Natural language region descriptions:
|---|

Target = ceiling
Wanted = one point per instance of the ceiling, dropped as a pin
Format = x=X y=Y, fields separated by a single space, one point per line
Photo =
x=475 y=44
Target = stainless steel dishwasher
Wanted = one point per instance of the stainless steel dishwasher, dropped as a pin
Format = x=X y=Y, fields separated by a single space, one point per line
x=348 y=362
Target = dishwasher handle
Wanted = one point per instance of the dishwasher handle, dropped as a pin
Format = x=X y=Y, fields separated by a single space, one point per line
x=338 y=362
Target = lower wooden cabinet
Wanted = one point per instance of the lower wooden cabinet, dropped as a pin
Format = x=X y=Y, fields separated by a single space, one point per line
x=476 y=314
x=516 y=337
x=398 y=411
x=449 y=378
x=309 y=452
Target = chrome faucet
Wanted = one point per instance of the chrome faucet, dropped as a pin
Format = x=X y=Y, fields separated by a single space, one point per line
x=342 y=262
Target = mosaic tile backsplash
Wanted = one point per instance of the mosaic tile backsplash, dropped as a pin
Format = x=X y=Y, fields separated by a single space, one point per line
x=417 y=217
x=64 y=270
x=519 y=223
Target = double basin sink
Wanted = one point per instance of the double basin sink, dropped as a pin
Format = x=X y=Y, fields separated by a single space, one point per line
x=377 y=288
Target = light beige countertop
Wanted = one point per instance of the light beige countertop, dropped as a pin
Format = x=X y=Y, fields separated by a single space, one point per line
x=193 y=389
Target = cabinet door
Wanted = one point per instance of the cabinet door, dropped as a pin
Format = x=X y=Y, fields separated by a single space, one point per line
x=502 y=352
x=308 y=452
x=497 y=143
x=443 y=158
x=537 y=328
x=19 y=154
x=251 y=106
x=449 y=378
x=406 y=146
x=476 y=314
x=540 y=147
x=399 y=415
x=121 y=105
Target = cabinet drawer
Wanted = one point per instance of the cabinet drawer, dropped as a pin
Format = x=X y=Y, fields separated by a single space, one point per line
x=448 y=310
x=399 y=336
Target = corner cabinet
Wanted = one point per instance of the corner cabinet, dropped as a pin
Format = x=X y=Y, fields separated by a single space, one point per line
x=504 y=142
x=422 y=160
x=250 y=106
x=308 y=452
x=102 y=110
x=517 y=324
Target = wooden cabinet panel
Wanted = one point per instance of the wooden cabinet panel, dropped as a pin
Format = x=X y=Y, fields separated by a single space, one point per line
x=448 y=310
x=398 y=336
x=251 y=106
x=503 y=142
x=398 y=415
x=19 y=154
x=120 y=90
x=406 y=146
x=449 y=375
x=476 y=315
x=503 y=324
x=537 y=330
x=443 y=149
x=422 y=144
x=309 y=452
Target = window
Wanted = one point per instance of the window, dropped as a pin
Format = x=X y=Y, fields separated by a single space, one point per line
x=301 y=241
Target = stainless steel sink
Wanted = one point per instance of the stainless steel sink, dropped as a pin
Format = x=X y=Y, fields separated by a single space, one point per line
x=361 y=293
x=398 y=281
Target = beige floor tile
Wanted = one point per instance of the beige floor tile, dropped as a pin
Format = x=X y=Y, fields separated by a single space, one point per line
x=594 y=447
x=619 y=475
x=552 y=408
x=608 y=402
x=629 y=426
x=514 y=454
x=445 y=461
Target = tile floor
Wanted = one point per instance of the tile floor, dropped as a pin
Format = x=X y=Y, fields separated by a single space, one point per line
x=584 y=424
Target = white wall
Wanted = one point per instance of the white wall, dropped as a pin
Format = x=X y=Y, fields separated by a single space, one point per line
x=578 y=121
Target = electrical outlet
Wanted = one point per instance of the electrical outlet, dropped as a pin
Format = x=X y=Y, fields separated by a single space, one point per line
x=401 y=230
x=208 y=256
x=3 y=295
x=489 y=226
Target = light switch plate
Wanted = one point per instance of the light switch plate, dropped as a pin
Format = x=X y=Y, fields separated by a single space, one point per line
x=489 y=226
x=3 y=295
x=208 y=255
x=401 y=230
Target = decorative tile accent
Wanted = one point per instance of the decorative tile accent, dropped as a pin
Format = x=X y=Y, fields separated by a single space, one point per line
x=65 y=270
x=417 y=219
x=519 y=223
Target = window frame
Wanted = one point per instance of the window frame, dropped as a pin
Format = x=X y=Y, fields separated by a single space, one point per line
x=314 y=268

|---|

*Task details*. In the data above, find the line that contains "Wanted = one point per instance of the corner" and the line that contains "Wanted = one point per instance of the window, dropped". Repeat exactly those lines and every line between them, and only those.

*Reply*.
Wanted = one point per instance of the corner cabinet, dropped as a pin
Format = x=X y=Y, fields separated by a single space, one point per line
x=504 y=142
x=422 y=160
x=250 y=106
x=308 y=452
x=102 y=110
x=517 y=324
Target = wooden cabinet panel
Wanted = one point per instance of the wooden cabinet panel, dropped as a pin
Format = x=X y=Y, fields separated by a single space, one point per line
x=448 y=310
x=398 y=336
x=251 y=106
x=503 y=142
x=398 y=415
x=19 y=154
x=120 y=90
x=406 y=146
x=449 y=375
x=476 y=315
x=503 y=324
x=537 y=330
x=443 y=149
x=422 y=144
x=309 y=452
Target = window
Wanted = one point per instance of the window, dropped as a pin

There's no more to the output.